■ Texte extrait:

--------

Une casquette bleue vissée sur la tête, Frank sort tout juste de  prison. Pour redémarrer du bon pied, il souhaite se lancer  dans le commerce. D’abord, se former. Mais avec son casier  judiciaire bien rempli, il se dit qu’il ne sera jamais pris en  formation. Heureusement, son pote Mario, qui a ouvert  une pizzeria, propose de l’embaucher et lui donne même une avance  sur salaire. Sauf que Frank est tiraillé. Là, il a surtout envie de fumer.  Et puis son copain qui l’appelle pour jouer aux jeux vidéo, c’est super  tentant. Alors tant pis, le travail attendra. Quant au rendez-vous avec sa  petite amie, il a zappé. Résultat, il se brouille avec Mario et sa copine.

--------

Données de localisation de points:
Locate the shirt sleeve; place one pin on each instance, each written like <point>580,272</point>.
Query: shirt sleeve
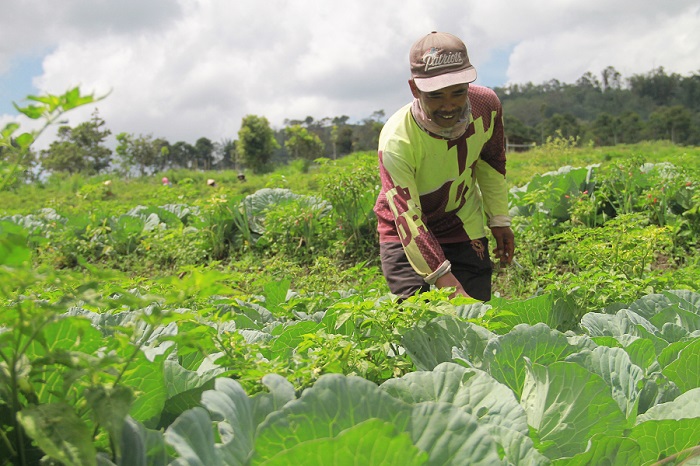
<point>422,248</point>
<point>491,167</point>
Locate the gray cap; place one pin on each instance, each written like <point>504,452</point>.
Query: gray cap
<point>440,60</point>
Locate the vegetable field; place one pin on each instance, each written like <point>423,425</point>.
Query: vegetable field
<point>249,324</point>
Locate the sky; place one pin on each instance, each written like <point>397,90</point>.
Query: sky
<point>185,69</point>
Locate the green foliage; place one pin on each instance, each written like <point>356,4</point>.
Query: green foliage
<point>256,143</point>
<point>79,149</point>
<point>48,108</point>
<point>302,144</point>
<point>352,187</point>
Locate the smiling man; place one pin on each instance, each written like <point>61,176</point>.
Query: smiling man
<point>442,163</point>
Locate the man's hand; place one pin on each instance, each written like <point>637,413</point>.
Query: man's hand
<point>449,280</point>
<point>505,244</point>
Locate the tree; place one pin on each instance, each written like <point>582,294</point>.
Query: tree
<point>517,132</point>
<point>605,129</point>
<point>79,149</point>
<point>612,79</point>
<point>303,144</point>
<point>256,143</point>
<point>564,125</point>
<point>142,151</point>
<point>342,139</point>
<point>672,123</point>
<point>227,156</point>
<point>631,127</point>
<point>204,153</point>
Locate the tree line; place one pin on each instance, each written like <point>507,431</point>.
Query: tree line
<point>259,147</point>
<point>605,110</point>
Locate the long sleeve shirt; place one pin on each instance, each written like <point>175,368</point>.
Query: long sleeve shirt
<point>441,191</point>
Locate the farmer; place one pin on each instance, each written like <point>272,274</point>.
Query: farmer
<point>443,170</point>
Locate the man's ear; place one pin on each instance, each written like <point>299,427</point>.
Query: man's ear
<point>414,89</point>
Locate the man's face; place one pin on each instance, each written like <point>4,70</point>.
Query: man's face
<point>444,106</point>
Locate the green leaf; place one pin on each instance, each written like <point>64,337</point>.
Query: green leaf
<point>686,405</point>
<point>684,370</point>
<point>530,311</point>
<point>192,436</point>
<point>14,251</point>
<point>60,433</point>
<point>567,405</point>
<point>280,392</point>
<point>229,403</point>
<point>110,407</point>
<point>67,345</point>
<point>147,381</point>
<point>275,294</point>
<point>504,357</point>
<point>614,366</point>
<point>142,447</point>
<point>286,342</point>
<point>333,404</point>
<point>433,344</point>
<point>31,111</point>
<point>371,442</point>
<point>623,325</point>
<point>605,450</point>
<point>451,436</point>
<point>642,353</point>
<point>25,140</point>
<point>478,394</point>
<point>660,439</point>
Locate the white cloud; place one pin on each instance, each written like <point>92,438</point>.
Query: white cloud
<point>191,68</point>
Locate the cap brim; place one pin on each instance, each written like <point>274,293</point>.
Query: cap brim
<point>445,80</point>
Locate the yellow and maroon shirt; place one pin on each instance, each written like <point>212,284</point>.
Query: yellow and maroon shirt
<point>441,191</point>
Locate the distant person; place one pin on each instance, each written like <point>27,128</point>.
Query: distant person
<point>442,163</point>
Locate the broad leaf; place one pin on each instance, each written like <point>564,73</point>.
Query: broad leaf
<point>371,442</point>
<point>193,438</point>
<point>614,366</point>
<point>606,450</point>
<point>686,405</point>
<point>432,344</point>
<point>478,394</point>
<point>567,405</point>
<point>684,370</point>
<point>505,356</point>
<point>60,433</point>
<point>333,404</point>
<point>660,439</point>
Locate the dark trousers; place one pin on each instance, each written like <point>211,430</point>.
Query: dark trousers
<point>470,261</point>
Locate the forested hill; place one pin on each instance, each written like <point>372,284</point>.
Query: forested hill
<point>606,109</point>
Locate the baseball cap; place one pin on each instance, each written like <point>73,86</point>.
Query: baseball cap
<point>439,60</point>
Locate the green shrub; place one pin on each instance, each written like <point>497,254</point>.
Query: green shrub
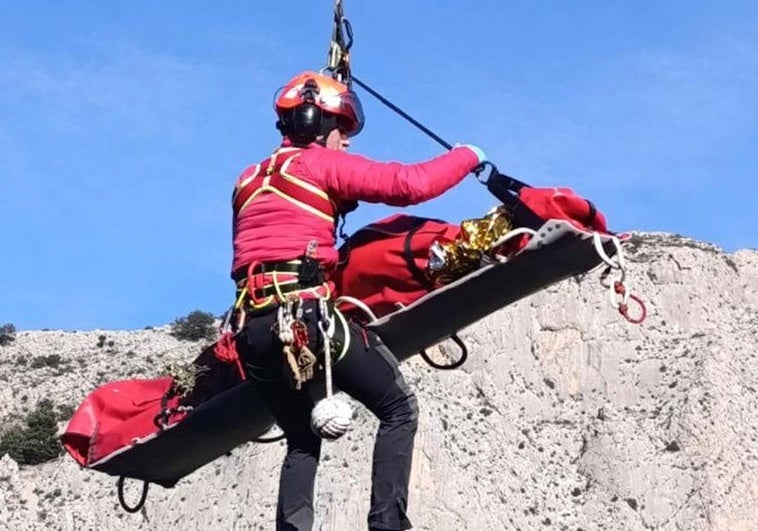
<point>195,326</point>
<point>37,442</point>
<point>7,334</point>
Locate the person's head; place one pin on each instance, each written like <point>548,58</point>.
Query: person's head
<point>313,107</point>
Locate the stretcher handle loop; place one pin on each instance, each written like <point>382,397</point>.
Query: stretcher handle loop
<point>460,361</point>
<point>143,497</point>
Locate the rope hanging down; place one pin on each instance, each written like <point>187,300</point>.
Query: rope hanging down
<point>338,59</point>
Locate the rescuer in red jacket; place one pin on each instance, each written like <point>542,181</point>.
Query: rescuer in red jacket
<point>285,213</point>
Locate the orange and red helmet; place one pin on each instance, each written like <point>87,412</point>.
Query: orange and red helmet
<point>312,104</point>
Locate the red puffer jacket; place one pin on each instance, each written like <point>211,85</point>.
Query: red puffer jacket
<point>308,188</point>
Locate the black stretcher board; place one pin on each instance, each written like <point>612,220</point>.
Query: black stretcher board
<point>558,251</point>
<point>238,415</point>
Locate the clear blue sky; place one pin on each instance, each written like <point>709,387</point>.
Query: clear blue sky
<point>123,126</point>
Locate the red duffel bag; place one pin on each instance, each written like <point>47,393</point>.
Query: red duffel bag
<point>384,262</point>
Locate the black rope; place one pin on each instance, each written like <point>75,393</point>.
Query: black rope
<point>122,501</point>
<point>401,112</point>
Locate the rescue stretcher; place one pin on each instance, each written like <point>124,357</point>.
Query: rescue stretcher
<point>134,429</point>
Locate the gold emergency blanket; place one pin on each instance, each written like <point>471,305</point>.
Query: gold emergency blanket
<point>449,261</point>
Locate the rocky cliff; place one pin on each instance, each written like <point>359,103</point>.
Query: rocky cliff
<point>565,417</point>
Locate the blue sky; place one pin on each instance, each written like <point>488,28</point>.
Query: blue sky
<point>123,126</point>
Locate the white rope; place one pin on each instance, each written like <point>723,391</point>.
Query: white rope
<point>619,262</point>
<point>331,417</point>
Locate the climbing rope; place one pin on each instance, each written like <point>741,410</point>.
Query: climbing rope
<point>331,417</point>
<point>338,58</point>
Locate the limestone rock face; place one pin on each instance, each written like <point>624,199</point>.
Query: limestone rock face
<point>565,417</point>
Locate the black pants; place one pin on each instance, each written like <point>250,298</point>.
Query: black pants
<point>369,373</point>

--------

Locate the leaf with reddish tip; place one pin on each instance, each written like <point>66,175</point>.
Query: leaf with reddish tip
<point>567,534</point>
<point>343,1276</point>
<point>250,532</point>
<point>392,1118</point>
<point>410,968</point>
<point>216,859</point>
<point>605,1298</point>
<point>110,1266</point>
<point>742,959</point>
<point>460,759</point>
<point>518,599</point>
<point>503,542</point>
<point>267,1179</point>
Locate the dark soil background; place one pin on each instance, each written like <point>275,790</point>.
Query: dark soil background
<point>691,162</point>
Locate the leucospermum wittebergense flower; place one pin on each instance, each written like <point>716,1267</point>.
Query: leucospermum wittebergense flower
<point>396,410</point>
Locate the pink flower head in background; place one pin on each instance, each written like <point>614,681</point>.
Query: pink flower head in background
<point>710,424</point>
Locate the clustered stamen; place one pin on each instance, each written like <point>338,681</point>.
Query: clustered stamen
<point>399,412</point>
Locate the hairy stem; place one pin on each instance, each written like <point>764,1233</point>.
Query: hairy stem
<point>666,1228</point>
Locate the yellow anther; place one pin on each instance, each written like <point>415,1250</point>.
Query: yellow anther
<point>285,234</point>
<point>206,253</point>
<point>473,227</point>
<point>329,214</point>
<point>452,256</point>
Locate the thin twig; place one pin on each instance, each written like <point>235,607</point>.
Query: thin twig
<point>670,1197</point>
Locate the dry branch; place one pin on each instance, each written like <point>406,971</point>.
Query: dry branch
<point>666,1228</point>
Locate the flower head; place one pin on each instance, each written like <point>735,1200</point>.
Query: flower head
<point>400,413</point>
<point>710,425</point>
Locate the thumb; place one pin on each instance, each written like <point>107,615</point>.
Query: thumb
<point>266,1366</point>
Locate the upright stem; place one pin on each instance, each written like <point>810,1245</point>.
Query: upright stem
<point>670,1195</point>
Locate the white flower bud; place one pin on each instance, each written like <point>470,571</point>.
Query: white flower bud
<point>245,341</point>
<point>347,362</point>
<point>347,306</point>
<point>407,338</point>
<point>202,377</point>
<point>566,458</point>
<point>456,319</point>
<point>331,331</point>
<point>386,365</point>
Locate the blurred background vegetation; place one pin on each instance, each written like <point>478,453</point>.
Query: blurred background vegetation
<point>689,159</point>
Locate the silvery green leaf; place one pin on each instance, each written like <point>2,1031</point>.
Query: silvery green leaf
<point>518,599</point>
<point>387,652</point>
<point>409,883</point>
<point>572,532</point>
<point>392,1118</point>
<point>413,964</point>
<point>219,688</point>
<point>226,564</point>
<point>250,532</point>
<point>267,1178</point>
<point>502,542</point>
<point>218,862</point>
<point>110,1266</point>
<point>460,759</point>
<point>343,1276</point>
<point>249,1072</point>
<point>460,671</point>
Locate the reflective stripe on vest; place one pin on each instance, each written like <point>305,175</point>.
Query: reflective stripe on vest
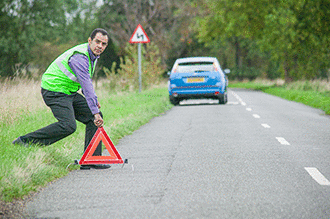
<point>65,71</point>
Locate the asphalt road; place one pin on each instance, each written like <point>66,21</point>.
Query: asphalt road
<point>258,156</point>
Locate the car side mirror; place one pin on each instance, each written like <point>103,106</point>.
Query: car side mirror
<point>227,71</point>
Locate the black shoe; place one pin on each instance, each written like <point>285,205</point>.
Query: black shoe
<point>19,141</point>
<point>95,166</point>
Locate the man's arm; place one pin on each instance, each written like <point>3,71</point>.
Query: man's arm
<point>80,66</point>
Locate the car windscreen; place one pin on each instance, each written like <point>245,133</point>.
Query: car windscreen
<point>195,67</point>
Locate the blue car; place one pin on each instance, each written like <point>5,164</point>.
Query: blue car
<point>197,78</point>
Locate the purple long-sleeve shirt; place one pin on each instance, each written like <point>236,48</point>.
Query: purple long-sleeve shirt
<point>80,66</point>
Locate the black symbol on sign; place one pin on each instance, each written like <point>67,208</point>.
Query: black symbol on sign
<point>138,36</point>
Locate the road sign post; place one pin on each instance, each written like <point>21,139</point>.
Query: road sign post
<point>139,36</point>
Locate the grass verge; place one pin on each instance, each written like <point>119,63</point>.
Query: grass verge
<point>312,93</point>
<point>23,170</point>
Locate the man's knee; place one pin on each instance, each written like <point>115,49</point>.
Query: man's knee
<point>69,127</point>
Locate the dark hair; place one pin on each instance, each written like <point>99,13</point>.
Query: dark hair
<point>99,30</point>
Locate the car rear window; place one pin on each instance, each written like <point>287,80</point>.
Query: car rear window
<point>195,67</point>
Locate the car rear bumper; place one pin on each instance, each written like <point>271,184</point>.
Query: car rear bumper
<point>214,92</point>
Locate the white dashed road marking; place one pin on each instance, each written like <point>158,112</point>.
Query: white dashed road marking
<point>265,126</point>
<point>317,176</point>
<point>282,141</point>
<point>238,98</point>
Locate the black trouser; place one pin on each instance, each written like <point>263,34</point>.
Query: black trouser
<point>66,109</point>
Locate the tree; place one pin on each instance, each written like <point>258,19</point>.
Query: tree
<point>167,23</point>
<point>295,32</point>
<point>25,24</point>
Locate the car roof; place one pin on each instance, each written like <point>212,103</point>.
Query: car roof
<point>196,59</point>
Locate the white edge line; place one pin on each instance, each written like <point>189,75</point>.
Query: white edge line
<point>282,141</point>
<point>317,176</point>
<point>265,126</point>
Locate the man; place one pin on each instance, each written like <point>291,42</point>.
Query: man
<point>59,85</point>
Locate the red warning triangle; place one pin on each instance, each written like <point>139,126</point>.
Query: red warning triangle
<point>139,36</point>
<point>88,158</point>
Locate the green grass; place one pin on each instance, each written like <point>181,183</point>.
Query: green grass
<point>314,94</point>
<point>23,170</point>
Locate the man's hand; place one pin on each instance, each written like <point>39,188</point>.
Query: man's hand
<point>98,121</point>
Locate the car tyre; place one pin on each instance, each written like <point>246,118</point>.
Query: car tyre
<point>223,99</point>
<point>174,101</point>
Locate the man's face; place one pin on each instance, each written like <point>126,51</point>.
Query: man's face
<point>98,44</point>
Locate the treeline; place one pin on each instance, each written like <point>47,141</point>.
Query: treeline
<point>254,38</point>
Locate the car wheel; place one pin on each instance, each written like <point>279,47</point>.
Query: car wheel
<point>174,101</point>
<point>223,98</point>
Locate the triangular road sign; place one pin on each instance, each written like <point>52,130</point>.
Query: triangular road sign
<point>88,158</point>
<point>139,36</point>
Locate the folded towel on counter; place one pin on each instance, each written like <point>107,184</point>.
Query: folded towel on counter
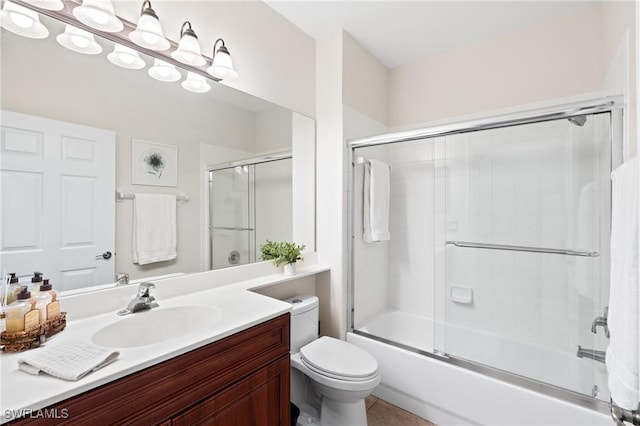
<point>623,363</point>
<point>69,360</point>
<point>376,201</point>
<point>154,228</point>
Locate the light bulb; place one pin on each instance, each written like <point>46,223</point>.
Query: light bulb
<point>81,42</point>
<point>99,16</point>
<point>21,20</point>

--------

■ Travail à faire:
(a) Recopiez le passage du texte sur Frank compris entre « Une casquette bleue » et « et sa copine. », ces deux bornes incluses.
(b) Énumérez les proches de Frank dont parle le texte sur Frank.

■ Corrigé par consigne:
(a)
Une casquette bleue vissée sur la tête, Frank sort tout juste de  prison. Pour redémarrer du bon pied, il souhaite se lancer  dans le commerce. D’abord, se former. Mais avec son casier  judiciaire bien rempli, il se dit qu’il ne sera jamais pris en  formation. Heureusement, son pote Mario, qui a ouvert  une pizzeria, propose de l’embaucher et lui donne même une avance  sur salaire. Sauf que Frank est tiraillé. Là, il a surtout envie de fumer.  Et puis son copain qui l’appelle pour jouer aux jeux vidéo, c’est super  tentant. Alors tant pis, le travail attendra. Quant au rendez-vous avec sa  petite amie, il a zappé. Résultat, il se brouille avec Mario et sa copine.

(b)
- Mario, son pote qui a ouvert une pizzeria
- son copain qui l'appelle pour jouer aux jeux vidéo
- sa petite amie